• Set task
Please copy the entries from the start through the line containing "0, 0, 600, 252", inclusive, and substitute "Outline" for every "Isolate", leaving everything else unchanged.

• Entries supplied
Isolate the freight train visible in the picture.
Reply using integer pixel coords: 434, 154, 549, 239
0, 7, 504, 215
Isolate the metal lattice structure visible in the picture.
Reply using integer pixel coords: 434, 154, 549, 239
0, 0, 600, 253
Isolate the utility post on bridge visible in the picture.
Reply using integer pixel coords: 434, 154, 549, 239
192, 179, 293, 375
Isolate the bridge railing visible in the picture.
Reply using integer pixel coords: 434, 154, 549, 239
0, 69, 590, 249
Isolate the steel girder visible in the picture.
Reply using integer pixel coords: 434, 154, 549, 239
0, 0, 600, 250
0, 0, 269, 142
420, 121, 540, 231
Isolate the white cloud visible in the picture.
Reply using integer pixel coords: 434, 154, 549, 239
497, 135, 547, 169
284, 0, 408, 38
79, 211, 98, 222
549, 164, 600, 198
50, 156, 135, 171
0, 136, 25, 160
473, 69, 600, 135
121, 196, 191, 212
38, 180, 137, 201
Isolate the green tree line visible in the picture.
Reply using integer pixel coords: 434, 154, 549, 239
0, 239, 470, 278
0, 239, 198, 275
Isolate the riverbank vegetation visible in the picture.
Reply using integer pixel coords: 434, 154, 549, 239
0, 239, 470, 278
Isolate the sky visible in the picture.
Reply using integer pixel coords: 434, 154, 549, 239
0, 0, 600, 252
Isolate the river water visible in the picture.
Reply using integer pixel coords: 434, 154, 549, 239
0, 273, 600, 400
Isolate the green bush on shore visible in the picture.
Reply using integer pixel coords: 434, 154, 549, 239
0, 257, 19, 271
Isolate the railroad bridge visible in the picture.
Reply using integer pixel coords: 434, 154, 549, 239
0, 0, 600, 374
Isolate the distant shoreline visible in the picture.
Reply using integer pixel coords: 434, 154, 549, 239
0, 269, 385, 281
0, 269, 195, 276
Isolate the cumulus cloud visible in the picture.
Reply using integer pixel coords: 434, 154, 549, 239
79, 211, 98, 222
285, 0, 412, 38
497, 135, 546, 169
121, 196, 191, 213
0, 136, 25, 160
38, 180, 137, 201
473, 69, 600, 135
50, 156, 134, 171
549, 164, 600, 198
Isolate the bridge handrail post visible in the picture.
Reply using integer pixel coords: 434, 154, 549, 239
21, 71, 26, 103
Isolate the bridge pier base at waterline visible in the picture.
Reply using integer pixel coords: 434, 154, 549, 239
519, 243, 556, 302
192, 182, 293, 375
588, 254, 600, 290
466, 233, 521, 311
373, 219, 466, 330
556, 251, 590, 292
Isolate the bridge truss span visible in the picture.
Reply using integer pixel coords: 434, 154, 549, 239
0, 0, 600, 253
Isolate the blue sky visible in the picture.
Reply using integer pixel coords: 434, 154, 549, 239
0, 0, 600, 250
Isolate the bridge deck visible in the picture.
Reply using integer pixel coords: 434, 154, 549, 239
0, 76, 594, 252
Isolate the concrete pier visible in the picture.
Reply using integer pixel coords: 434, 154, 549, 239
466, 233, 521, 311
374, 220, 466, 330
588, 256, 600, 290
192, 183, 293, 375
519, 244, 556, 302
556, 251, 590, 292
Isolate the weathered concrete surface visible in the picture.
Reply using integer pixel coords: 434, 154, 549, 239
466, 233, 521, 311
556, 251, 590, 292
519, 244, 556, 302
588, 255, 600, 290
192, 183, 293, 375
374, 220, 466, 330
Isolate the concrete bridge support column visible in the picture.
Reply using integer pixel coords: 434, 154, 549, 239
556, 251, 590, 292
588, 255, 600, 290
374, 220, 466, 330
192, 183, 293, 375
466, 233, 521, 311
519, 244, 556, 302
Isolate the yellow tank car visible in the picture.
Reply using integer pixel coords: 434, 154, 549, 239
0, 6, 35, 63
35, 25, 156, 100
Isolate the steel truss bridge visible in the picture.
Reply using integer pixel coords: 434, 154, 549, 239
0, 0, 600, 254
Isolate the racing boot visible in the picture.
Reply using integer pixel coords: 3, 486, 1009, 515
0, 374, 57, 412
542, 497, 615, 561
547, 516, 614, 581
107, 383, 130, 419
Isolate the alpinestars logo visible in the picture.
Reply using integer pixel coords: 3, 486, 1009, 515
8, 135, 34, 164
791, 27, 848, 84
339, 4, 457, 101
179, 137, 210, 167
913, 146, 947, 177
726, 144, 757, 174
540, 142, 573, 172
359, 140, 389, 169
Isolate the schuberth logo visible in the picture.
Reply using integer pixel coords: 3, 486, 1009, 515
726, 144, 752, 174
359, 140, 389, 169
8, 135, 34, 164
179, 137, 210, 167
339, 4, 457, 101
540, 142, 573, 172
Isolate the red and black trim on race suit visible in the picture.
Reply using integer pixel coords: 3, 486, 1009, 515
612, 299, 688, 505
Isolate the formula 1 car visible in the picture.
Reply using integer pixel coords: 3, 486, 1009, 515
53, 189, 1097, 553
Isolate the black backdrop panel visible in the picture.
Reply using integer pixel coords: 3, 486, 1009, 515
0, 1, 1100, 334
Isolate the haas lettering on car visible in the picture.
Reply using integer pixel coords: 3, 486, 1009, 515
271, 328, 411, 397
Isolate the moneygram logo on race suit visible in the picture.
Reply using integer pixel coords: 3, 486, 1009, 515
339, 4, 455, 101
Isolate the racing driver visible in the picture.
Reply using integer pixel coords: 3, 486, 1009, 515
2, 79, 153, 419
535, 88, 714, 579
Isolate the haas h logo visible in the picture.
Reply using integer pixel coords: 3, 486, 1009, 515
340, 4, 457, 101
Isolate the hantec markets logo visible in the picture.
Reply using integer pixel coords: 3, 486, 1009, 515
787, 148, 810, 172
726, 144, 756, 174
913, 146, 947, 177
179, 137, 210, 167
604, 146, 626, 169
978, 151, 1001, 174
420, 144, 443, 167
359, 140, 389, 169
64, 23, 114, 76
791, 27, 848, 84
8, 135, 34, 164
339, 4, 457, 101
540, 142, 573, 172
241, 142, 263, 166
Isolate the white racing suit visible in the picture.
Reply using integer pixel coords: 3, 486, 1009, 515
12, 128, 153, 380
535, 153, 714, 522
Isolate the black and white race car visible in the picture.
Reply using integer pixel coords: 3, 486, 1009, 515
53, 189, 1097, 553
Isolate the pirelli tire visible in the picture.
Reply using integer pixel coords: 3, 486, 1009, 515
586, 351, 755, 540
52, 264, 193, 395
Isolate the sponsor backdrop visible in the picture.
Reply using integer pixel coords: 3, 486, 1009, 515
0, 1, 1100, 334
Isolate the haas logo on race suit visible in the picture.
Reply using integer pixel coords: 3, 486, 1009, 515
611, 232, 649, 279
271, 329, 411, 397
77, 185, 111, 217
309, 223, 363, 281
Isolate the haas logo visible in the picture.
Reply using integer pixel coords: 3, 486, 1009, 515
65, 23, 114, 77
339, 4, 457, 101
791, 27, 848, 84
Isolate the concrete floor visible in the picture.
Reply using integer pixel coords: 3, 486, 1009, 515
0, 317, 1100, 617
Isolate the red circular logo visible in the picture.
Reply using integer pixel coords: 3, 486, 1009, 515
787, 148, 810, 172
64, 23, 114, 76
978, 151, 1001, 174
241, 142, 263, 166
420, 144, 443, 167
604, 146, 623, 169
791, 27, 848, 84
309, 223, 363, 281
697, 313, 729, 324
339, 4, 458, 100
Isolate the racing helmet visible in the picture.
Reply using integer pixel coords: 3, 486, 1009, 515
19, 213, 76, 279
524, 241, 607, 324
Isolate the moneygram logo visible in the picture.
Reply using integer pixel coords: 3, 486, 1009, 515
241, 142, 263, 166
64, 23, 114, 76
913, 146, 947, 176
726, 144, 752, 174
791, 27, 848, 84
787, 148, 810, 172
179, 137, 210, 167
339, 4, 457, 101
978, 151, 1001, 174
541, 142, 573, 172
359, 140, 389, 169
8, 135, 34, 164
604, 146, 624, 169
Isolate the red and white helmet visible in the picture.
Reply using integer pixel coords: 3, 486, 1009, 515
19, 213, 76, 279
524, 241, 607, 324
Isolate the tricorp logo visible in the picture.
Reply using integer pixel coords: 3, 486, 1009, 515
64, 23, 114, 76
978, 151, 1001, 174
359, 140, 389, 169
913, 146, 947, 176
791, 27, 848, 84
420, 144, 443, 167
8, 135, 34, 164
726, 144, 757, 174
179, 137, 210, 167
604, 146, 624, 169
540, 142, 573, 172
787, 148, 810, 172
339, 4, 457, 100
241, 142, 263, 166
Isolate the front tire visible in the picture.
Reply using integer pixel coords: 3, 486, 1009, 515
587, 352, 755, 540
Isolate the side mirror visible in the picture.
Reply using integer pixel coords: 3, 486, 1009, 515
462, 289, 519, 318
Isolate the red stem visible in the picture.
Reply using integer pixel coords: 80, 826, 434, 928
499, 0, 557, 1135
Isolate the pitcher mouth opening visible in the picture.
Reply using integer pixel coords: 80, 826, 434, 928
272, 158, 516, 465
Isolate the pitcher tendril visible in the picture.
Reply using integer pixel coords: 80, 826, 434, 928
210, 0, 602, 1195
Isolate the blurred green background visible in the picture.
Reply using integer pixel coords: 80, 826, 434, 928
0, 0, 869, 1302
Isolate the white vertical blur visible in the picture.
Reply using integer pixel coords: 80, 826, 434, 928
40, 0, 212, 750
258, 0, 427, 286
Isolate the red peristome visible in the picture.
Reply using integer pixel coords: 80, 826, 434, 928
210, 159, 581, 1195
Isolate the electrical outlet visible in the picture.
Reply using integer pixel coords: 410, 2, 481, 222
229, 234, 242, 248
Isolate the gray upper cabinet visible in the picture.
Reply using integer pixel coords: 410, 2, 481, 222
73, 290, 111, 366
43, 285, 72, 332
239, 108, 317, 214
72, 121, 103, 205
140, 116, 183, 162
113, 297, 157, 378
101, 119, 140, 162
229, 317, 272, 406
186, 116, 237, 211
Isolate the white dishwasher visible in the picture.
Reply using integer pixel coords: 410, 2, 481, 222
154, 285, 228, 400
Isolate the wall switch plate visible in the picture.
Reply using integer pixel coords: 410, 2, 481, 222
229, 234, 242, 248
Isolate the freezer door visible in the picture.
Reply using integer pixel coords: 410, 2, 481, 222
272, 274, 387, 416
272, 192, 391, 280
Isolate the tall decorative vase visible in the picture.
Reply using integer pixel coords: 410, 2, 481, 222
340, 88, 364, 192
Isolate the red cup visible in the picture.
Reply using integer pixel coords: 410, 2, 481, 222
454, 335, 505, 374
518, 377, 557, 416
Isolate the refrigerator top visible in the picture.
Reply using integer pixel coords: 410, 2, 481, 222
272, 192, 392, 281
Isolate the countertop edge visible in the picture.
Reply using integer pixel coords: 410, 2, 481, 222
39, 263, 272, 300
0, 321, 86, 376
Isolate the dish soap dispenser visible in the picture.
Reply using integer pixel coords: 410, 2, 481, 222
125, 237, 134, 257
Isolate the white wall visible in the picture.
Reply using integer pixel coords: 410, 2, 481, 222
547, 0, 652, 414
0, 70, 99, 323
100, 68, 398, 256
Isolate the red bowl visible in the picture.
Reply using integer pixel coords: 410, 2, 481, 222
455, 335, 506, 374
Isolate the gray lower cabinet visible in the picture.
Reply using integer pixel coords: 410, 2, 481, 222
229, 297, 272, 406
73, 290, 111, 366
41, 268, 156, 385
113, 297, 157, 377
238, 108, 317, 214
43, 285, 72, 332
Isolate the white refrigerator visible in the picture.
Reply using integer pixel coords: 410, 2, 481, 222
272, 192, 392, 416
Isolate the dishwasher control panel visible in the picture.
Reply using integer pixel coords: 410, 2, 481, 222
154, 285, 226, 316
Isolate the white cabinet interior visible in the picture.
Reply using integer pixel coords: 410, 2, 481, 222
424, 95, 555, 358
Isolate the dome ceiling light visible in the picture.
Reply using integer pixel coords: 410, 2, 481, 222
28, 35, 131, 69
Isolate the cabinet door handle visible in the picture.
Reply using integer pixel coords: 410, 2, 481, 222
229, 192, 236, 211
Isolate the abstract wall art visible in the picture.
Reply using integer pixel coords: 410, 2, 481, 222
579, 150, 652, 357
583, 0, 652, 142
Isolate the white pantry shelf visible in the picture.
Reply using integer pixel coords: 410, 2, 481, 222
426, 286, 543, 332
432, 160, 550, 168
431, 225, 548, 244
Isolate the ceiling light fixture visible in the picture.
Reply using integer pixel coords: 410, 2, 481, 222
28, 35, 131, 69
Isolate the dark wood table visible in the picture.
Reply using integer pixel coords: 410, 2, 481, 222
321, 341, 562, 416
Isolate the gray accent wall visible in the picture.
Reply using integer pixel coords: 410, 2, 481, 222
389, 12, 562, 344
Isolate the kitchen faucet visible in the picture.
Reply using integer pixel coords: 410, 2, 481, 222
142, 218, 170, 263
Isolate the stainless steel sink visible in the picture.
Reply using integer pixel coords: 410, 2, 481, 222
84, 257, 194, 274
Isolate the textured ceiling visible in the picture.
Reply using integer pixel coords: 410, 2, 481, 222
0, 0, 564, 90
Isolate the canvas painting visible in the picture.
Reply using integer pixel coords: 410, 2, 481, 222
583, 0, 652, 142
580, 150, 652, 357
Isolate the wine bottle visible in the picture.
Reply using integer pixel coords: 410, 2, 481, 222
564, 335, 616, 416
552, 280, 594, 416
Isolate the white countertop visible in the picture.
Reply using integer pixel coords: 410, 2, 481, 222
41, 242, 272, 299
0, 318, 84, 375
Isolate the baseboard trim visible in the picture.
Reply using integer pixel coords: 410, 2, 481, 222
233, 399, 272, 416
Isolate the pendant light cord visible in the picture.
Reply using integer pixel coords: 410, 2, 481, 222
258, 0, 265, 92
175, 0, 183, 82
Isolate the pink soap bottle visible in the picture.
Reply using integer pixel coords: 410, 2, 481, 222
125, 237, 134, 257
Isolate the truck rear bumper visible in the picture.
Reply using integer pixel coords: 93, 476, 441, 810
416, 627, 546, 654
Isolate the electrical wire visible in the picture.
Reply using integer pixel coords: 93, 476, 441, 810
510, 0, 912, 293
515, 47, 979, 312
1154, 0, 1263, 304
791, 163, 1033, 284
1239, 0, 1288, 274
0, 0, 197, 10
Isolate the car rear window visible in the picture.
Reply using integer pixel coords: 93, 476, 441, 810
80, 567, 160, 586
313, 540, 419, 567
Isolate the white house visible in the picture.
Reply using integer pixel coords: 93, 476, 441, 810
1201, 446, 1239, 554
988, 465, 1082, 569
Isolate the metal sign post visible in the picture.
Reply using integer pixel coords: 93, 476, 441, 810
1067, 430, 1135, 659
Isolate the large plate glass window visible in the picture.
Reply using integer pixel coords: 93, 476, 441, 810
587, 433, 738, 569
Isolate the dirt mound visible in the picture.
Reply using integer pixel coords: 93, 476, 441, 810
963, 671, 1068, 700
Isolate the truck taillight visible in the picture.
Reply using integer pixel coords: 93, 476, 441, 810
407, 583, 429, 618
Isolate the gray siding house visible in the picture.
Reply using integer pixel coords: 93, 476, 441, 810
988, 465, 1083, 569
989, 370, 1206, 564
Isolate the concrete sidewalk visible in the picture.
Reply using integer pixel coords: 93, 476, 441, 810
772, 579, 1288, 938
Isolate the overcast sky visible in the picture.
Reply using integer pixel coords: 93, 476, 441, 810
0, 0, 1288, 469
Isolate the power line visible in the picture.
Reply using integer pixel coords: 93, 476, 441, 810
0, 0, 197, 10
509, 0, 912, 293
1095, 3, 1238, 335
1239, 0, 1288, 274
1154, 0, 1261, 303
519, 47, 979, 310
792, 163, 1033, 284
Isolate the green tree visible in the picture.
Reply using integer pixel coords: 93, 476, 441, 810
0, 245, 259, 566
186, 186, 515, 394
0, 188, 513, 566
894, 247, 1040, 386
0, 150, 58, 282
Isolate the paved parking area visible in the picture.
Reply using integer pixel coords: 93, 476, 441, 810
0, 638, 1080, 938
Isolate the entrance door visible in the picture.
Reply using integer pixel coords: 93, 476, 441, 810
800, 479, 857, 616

• Solution to this task
Outline the freight train visible in the picture.
Reply using integer pixel coords: 434, 154, 549, 239
0, 7, 504, 215
Outline the metal lattice structure visible in the picture.
Reply using integer pixel coords: 434, 154, 549, 239
0, 0, 600, 253
Outline the utility post on bridge visible in the picture.
Reply using integer pixel coords: 434, 154, 549, 239
192, 179, 293, 375
Outline the bridge railing visible in the picture.
Reply using integer pixel coords: 434, 154, 549, 239
0, 69, 590, 249
Outline the steel girder visible in the picture.
Reply using integer pixel coords: 434, 154, 549, 239
0, 0, 600, 250
0, 0, 269, 142
420, 121, 540, 231
Outline the white cloud visible in the picture.
Reply using integer pixel coords: 434, 154, 549, 239
497, 135, 547, 169
284, 0, 408, 38
79, 211, 98, 222
549, 164, 600, 198
50, 156, 135, 171
0, 136, 25, 160
473, 69, 600, 135
121, 196, 191, 212
38, 180, 137, 201
Outline the green tree line visible in the picture.
Reply using integer pixel coords: 434, 154, 549, 239
0, 239, 470, 278
0, 239, 198, 275
Outline the riverbank vegetation visible in the picture.
Reply using integer pixel coords: 434, 154, 549, 239
0, 239, 470, 278
Outline the sky visible in the picture.
Reply using integer pixel coords: 434, 154, 549, 239
0, 0, 600, 252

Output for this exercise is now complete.